TEXT EXCERPT:
In [22]:
import requests
import json
from bs4 import BeautifulSoup

In [23]:
cell_url = 'https://www.kijiji.ca/b-cell-phone/alberta/c760l9003?for-sale-by=ownr&view=list'

# mimics browser request - otherwise blocked
header = {
    "User-Agent":
    "Mozilla/5.0 (Windows NT 10.0; Win64; x64) "
    "AppleWebKit/537.36 (KHTML, like Gecko) "
    "Chrome/139.0.0.0 Safari/537.36"
}

srch_response = requests.get(cell_url, headers=header)

In [None]:
# INSPECT: results of search page
srch_soup = BeautifulSoup(srch_response.text)
print(srch_soup.prettify())

# Result of Inspection (Search Page)
- some of the html content is dynamic and requires scripts to run (i.e. dates)
- html element tags are random keys
    - data-testid can be used instead
- all the listings are in either top ads or search results
- to get search results 
    - data-testid="srp-search-list"
- contains information about total number of results
    - found in the first h2 element marked with data-testid="srp-results"

In [None]:
# get the first (only) unordered list containing all the ads
srch_listing_div = srch_soup.find_all("ul", attrs={"data-testid":"srp-search-list"})[0]

# parse the list
srch_all_listings = srch_listing_div.find_all('li')

# INSPECT: content of a listing
print(srch_all_listings[0].prettify())

# Result of inspection (Listing on Search Page)
1. Id
    - in section data-testid="listing-card" -> attribute data-listingid
2. Price
    - data-testid="listing-price-container" inside p block in div
3. Title
    - data-testid="listing-title"
4. Location
    - data-testid="listing-location"
5. Description
    - data-testid="listing-description"
    - partial description
6. Link to posting
    - data-testid="listing-link"

***Time is missing - this page cannot be used as a stand-alone***

In [28]:
# retrieved url of a posting - get request
listing_url = "https://www.kijiji.ca/v-cell-phone/calgary/iphone-14/1722633209"
listing_response = requests.get(listing_url, headers=header)

In [None]:
# INSPECT: a post from the listing
listing_soup = BeautifulSoup(listing_response.text)
print(listing_soup.prettify())

# Result of Inspection (Single Listing)
- time is still produced using a script
- the header contains a script call with all important data in Json format
- located at \<script type="application/ld+json">
    - @type: listing type (cell phones and general are 'Product')
    - name: title of the ad
    - description: entire description (not truncated)
    - offers: contains information about the sale (nested dictionary)
        - price
        - priceCurrency
        - validFrom
        - validThrough
        - availableAtOrFrom
            - latitude
            - longitude
            - name: city name
        - address
            - streetAddress
            - addressLocality
            - addressCountry

In [31]:
listing_txt = listing_soup.head.find_all_next("script", attrs={'type':'application/ld+json'})[0].text
listing_json = json.loads(listing_txt)

RECORD SET:
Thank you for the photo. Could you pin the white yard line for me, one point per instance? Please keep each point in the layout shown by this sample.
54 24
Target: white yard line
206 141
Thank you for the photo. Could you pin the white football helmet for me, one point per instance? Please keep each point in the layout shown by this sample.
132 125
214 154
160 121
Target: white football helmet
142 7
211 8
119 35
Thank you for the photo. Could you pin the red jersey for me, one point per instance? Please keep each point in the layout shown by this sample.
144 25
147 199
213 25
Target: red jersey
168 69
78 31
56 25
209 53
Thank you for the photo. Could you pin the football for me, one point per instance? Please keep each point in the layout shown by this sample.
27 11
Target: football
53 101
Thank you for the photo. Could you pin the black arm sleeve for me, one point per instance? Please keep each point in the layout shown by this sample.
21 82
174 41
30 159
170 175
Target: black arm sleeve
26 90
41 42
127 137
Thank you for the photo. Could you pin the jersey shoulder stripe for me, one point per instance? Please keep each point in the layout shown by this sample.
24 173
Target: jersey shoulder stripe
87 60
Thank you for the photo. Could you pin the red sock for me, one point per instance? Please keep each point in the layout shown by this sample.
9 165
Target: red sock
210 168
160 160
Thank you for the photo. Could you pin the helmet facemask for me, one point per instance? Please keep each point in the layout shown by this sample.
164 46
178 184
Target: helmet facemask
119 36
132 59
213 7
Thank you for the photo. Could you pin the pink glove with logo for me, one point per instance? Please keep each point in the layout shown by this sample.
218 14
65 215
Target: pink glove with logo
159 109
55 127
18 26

==

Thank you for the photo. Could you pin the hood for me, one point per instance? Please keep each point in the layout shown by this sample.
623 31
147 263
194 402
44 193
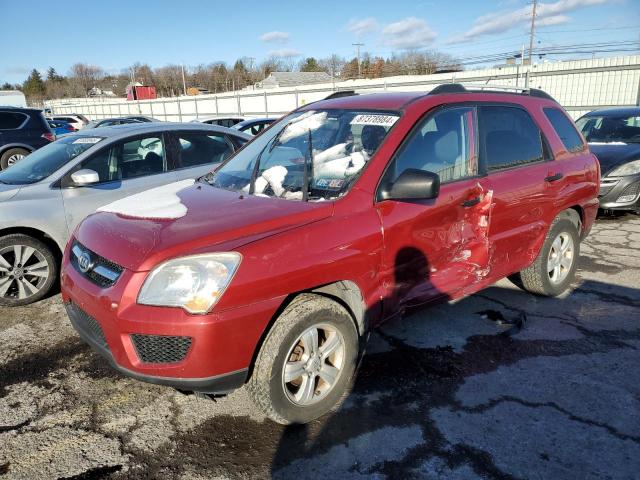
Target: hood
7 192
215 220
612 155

--

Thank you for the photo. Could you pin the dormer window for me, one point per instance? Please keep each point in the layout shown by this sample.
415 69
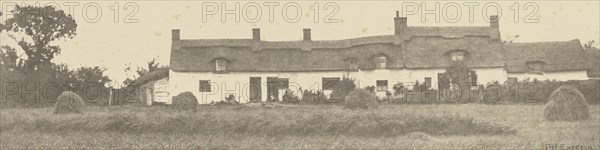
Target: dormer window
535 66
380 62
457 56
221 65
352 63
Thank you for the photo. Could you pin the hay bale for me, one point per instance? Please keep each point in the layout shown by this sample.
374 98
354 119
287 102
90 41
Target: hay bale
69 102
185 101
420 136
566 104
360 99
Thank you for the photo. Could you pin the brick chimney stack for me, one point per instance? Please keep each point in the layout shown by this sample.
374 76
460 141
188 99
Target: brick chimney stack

PROBLEM DETAILS:
Answer these about the Kijiji scraping notebook:
(a) Which data-testid value does it give for getting the search results?
(b) Which piece of information does it say is missing from a listing on the search page?
(c) In which script type does the single listing's header hold the JSON data?

SOLVED EXERCISE:
(a) srp-search-list
(b) Time
(c) application/ld+json